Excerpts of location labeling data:
▼
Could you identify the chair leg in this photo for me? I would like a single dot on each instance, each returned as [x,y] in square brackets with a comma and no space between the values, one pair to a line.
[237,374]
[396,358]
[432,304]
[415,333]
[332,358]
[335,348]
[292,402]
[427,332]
▲
§ TASK DESCRIPTION
Can you reproduce every line of the listing, requests included, but add 118 to each number in the point coordinates?

§ ANSWER TO THE TASK
Could you identify the chair leg in this photo for me? I would like a single dot on each instance, each returned as [x,y] in square brackets with a comma and no space between the values, one pair to a line.
[355,492]
[514,476]
[550,422]
[533,451]
[450,476]
[453,466]
[410,520]
[545,450]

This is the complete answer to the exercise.